Set task:
Convert the records below, from the line with "target: black microwave" up to and including the line with "[[[198,74],[197,82],[198,83],[216,83],[216,74]]]", into a two-column CSV with the headers record_text and answer. Give one row per record, with each field in double quotes and its line breaks replaced by spaces.

↓↓↓

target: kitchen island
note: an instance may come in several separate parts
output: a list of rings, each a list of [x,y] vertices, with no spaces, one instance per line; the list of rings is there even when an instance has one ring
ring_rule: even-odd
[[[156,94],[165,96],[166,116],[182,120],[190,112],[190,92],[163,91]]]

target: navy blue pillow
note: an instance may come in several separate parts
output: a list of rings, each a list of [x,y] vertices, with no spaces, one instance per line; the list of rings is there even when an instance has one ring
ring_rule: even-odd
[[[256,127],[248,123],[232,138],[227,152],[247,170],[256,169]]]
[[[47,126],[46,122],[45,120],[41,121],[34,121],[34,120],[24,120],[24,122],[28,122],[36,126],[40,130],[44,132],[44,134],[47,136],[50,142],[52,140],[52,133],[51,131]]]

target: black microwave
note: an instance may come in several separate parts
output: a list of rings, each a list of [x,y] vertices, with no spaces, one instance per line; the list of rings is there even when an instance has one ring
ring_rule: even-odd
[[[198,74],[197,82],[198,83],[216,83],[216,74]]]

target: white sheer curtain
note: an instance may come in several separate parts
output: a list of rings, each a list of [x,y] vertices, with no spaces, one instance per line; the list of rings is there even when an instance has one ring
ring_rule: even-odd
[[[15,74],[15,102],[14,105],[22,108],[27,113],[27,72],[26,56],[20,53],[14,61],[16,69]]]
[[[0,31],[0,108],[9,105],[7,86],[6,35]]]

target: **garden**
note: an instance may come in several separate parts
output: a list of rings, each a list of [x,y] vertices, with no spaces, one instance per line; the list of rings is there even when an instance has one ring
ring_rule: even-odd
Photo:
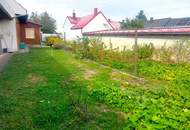
[[[2,129],[190,129],[189,41],[118,51],[49,40],[0,73]]]

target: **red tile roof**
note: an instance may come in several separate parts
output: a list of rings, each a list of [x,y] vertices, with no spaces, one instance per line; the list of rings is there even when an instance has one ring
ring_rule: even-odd
[[[100,13],[100,12],[99,12]],[[94,19],[99,13],[91,14],[80,18],[80,20],[71,29],[82,29],[86,26],[92,19]]]
[[[104,14],[99,11],[97,13],[93,13],[91,15],[87,15],[84,17],[76,17],[73,18],[72,16],[67,16],[67,18],[69,19],[71,24],[74,24],[73,27],[71,27],[71,29],[82,29],[84,28],[91,20],[93,20],[97,15],[102,14],[104,16]],[[107,18],[104,16],[104,18],[107,20]],[[115,21],[109,21],[107,20],[108,23],[110,24],[110,26],[114,29],[114,30],[118,30],[120,28],[120,23],[119,22],[115,22]]]
[[[137,30],[138,34],[143,35],[151,35],[151,34],[186,34],[190,35],[190,28],[157,28],[157,29],[139,29]],[[111,31],[96,31],[96,32],[88,32],[83,33],[83,35],[133,35],[135,34],[135,30],[111,30]]]
[[[73,18],[72,16],[67,16],[71,24],[77,24],[79,20],[81,19],[80,17]]]

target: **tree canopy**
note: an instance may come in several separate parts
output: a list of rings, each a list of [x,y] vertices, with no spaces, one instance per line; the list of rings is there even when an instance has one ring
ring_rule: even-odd
[[[140,12],[136,15],[135,19],[128,19],[122,21],[121,28],[122,29],[139,29],[144,28],[144,22],[147,21],[147,17],[144,14],[143,10],[140,10]]]
[[[32,12],[30,19],[42,25],[43,33],[56,32],[56,20],[53,17],[51,17],[47,12],[41,14],[38,14],[37,12]]]

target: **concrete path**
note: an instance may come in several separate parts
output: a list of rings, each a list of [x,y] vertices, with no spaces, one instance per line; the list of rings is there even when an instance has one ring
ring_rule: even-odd
[[[0,72],[4,69],[5,65],[8,63],[12,55],[12,53],[0,55]]]

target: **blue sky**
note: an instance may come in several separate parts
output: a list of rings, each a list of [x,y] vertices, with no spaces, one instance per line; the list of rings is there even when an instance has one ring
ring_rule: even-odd
[[[56,20],[58,31],[67,15],[73,9],[77,16],[90,14],[97,7],[107,18],[122,20],[126,17],[133,18],[139,10],[144,10],[149,17],[178,18],[190,17],[190,0],[17,0],[29,13],[47,11]]]

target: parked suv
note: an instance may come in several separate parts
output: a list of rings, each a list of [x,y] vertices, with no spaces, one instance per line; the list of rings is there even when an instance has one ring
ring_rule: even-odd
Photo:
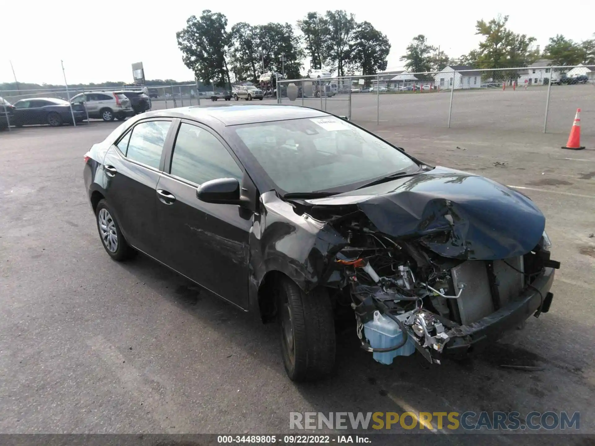
[[[151,110],[151,100],[143,92],[126,90],[116,92],[115,94],[124,95],[129,99],[135,114],[139,115],[143,112]]]
[[[89,118],[104,121],[124,121],[127,117],[134,116],[134,111],[130,100],[122,93],[114,92],[89,92],[77,95],[71,99],[73,103],[83,102]]]
[[[240,85],[233,92],[233,99],[239,100],[240,99],[246,100],[259,99],[262,100],[264,95],[262,90],[256,88],[253,85]]]

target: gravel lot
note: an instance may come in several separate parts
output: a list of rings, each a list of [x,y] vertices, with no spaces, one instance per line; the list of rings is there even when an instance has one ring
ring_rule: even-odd
[[[563,150],[567,134],[523,131],[518,117],[525,112],[514,107],[506,121],[512,127],[466,124],[458,108],[465,95],[471,100],[475,94],[456,94],[450,130],[393,122],[405,114],[412,122],[418,115],[443,122],[433,101],[443,93],[415,99],[426,108],[415,114],[400,102],[387,106],[382,115],[390,120],[377,127],[375,114],[363,118],[375,105],[362,95],[353,117],[422,159],[524,188],[545,213],[552,257],[562,263],[550,312],[477,358],[431,368],[417,355],[376,363],[350,331],[339,337],[336,375],[314,385],[287,379],[274,325],[144,256],[109,259],[82,175],[83,154],[117,123],[0,133],[0,432],[278,433],[288,431],[290,412],[412,409],[580,411],[581,432],[595,434],[593,115],[588,119],[583,106],[587,149]],[[405,105],[414,100],[402,96]],[[574,111],[567,112],[576,106],[560,111],[560,132],[569,129]],[[527,119],[538,124],[541,113],[540,107]],[[482,443],[513,442],[488,438]],[[418,441],[458,444],[453,438]]]

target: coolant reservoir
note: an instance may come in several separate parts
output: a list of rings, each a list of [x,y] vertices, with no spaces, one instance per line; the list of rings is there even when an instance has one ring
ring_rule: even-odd
[[[397,323],[378,310],[374,312],[374,319],[364,324],[364,333],[372,348],[394,347],[403,339],[403,332]],[[413,340],[408,339],[403,347],[392,351],[374,353],[373,357],[381,364],[392,364],[395,356],[409,356],[415,351]]]

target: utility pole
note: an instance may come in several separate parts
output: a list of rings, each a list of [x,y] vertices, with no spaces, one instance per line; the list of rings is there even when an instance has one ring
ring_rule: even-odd
[[[74,120],[74,112],[73,111],[73,103],[70,102],[70,93],[68,92],[68,83],[66,81],[66,71],[64,71],[64,61],[60,61],[62,64],[62,74],[64,75],[64,85],[66,86],[66,96],[68,98],[68,103],[70,104],[70,115],[73,117],[73,125],[76,127],[76,121]],[[89,123],[89,120],[87,120]]]
[[[12,76],[14,76],[14,83],[17,84],[17,91],[20,93],[21,90],[18,88],[18,81],[17,80],[17,75],[14,74],[14,67],[12,67],[12,61],[8,61],[8,62],[10,62],[10,68],[12,70]]]

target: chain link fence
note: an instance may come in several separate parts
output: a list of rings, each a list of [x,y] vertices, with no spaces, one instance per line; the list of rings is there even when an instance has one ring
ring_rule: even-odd
[[[595,66],[475,70],[280,80],[298,88],[295,103],[358,123],[406,127],[567,133],[577,108],[582,131],[595,135]]]

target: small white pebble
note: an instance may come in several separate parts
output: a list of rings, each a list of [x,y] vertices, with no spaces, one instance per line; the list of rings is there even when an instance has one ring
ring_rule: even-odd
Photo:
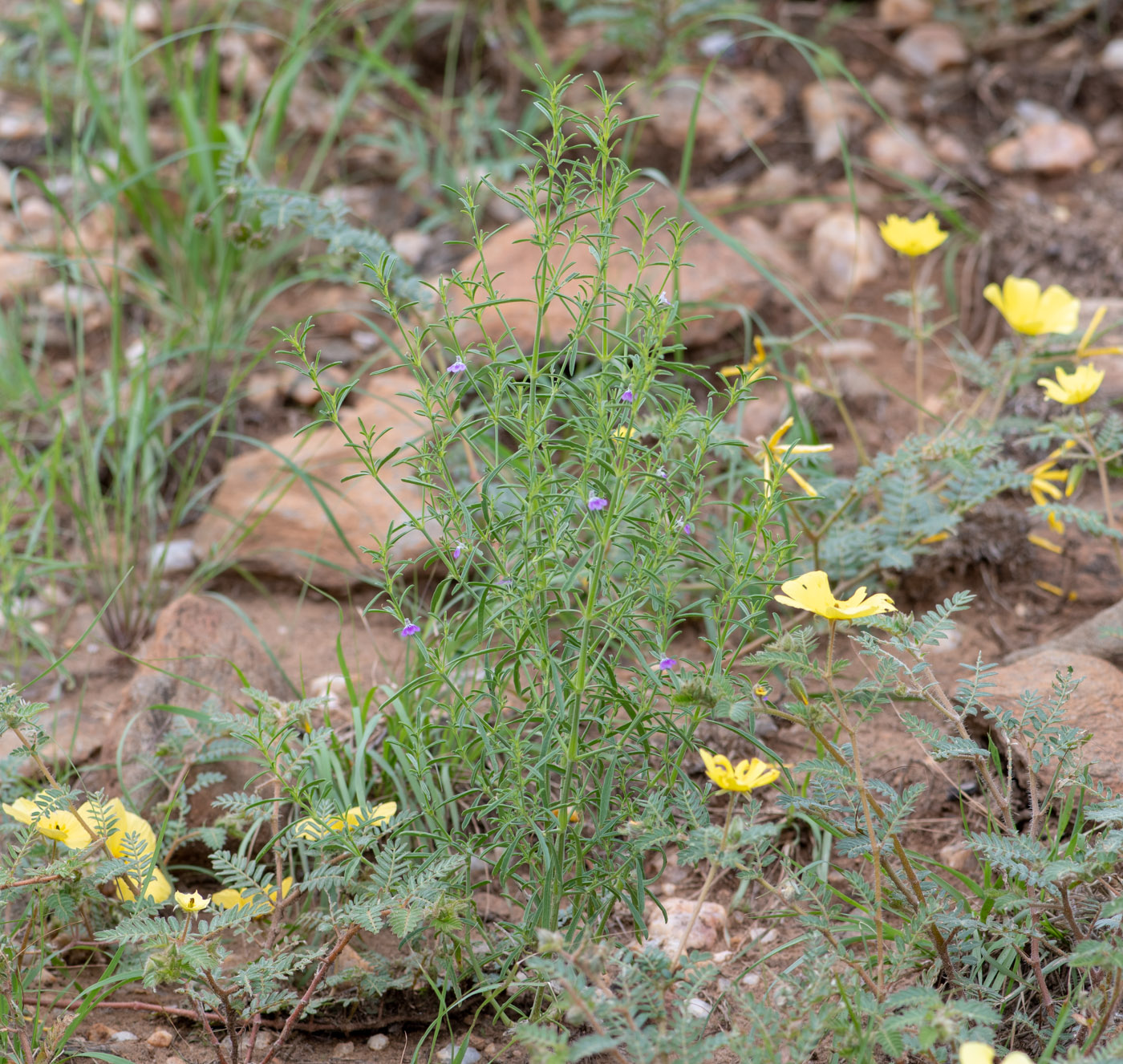
[[[686,1002],[686,1011],[690,1012],[695,1019],[704,1020],[710,1016],[712,1008],[701,998],[691,998],[691,1000]]]
[[[165,573],[190,573],[195,567],[194,539],[170,539],[154,543],[148,548],[148,569],[157,569],[163,562]]]

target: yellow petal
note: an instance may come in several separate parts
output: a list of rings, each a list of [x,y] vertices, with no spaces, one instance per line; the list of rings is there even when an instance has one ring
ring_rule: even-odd
[[[985,1042],[965,1042],[959,1047],[959,1064],[994,1064],[994,1049]]]

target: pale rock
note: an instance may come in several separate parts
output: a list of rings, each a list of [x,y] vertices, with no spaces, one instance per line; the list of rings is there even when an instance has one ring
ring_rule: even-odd
[[[870,116],[861,93],[841,78],[811,82],[800,93],[800,102],[816,163],[841,154],[843,138],[853,136]]]
[[[886,251],[868,218],[839,210],[828,215],[811,234],[811,269],[823,289],[846,299],[876,281],[886,266]]]
[[[950,22],[923,22],[906,30],[893,46],[896,57],[913,73],[931,78],[970,57],[964,35]]]
[[[483,1054],[478,1049],[473,1049],[472,1046],[458,1046],[454,1042],[437,1051],[438,1064],[477,1064],[481,1060]]]
[[[428,233],[421,233],[420,229],[399,229],[391,237],[390,246],[399,258],[416,266],[432,247],[432,237]]]
[[[173,716],[154,707],[201,709],[218,698],[231,711],[245,695],[245,684],[271,694],[285,695],[289,686],[256,636],[228,607],[216,599],[186,594],[164,607],[156,627],[136,653],[140,667],[103,728],[102,745],[113,752],[128,740],[120,783],[143,806],[150,789],[152,763],[172,727]],[[235,670],[235,664],[237,670]],[[198,792],[191,803],[191,826],[217,816],[211,801],[218,794],[241,790],[257,771],[252,762],[225,761],[204,765],[207,772],[225,773],[226,780]],[[197,773],[189,774],[191,784]],[[116,782],[116,781],[115,781]],[[204,851],[206,853],[206,851]]]
[[[639,208],[648,215],[663,210],[664,219],[686,215],[685,210],[678,209],[675,194],[658,187],[640,197]],[[634,220],[634,208],[629,207],[621,211],[614,230],[617,242],[609,261],[609,283],[621,291],[634,284],[658,284],[660,289],[665,285],[669,288],[670,283],[665,276],[664,266],[652,265],[642,276],[637,276],[636,260],[629,254],[629,251],[634,252],[639,247],[632,224]],[[715,226],[722,228],[716,222]],[[592,230],[586,228],[585,231]],[[773,271],[787,275],[798,273],[797,264],[783,244],[755,219],[741,218],[727,231]],[[493,310],[483,312],[481,317],[484,330],[501,347],[505,346],[504,337],[508,329],[517,340],[528,343],[538,326],[535,273],[541,253],[531,243],[533,236],[535,222],[526,218],[497,233],[484,244],[484,260],[491,275],[497,278],[496,288],[500,297],[506,302],[503,306],[502,317]],[[772,290],[770,283],[742,254],[704,229],[697,231],[686,243],[683,260],[677,278],[679,301],[685,313],[703,315],[699,320],[692,321],[686,329],[684,338],[687,344],[711,344],[720,340],[742,320],[740,311],[734,308],[754,309]],[[578,274],[593,270],[592,256],[584,243],[563,242],[560,246],[551,249],[551,266],[560,269],[563,261],[572,263]],[[477,270],[476,254],[473,252],[466,256],[459,269],[465,274]],[[545,339],[551,342],[565,339],[575,324],[572,300],[581,297],[586,284],[587,282],[581,276],[575,276],[562,285],[560,295],[568,299],[555,298],[547,307],[541,322]],[[451,306],[454,312],[467,306],[462,292],[453,294]],[[474,343],[477,338],[473,321],[462,321],[458,330],[463,334],[462,343]]]
[[[932,154],[944,166],[967,166],[970,163],[970,149],[959,137],[948,133],[946,129],[938,129],[930,126],[924,133],[924,138],[932,149]]]
[[[691,1000],[686,1002],[686,1011],[693,1016],[694,1019],[704,1020],[710,1018],[710,1013],[713,1011],[713,1006],[703,1001],[701,998],[691,998]]]
[[[1107,47],[1101,53],[1099,64],[1104,70],[1123,71],[1123,37],[1107,42]]]
[[[218,42],[218,54],[219,80],[223,89],[232,92],[240,85],[253,99],[265,96],[272,74],[262,58],[250,49],[245,37],[234,30],[222,34]]]
[[[148,572],[159,569],[165,575],[190,573],[197,562],[194,539],[170,539],[167,543],[154,543],[148,548]]]
[[[862,181],[860,178],[849,181],[840,178],[838,181],[832,181],[827,185],[827,194],[844,203],[847,209],[857,207],[864,215],[877,215],[885,199],[885,190],[879,184]],[[838,207],[834,207],[834,210],[838,210]]]
[[[664,917],[658,906],[654,901],[648,901],[643,912],[643,919],[647,924],[647,942],[658,946],[668,956],[674,956],[686,934],[694,906],[695,902],[691,898],[668,898],[663,903],[663,908],[667,912]],[[724,931],[727,922],[728,915],[724,906],[720,906],[715,901],[704,901],[690,937],[686,939],[685,949],[703,949],[706,953],[712,953],[714,944],[718,942],[718,934]]]
[[[37,255],[0,252],[0,302],[39,288],[47,273],[47,264]]]
[[[1020,136],[996,144],[987,156],[999,173],[1023,171],[1059,176],[1079,170],[1096,157],[1092,134],[1075,122],[1038,122]]]
[[[869,94],[893,118],[903,119],[909,113],[909,87],[900,78],[882,71],[869,83]]]
[[[1019,100],[1014,104],[1014,117],[1023,129],[1037,125],[1054,126],[1065,120],[1057,108],[1039,100]]]
[[[394,447],[409,453],[410,445],[428,431],[413,412],[417,401],[407,398],[417,387],[412,374],[386,373],[375,379],[375,387],[378,394],[353,393],[357,401],[340,415],[344,427],[355,438],[362,418],[384,434],[380,454]],[[320,482],[330,516],[292,465]],[[392,526],[398,537],[392,561],[413,561],[429,540],[421,529],[405,527],[421,513],[423,501],[420,489],[407,481],[410,470],[394,463],[384,466],[389,491],[372,476],[344,483],[344,478],[363,469],[335,426],[295,438],[280,436],[268,449],[249,451],[227,463],[211,508],[195,527],[195,545],[203,556],[213,551],[253,572],[308,579],[331,590],[346,589],[371,573],[371,563],[358,548],[384,539]],[[243,535],[239,529],[248,530]]]
[[[877,20],[889,29],[904,29],[931,17],[930,0],[877,0]]]
[[[308,684],[305,698],[322,698],[329,713],[338,713],[347,699],[347,681],[337,674],[317,676]],[[349,701],[346,704],[350,704]],[[349,948],[349,947],[348,947]],[[353,951],[354,952],[354,951]]]
[[[672,70],[650,89],[628,92],[636,113],[652,115],[659,139],[679,148],[686,143],[702,75]],[[700,158],[731,158],[769,134],[784,112],[784,87],[763,71],[719,67],[706,81],[697,108],[694,151]]]
[[[891,174],[904,174],[914,181],[929,181],[937,166],[920,135],[909,126],[883,126],[866,137],[870,161]]]
[[[796,200],[788,203],[779,216],[776,231],[783,240],[802,240],[831,212],[825,200]]]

↑↑↑

Answer for the task:
record_text,answer
"target: black microwave note: an instance may come in several separate parts output: a list of rings, each a list of [x,y] vertices, with no spaces, one instance per line; the list of rings is there even when an instance has one ring ring_rule: even-odd","[[[198,74],[197,82],[198,83],[216,83],[216,74]]]"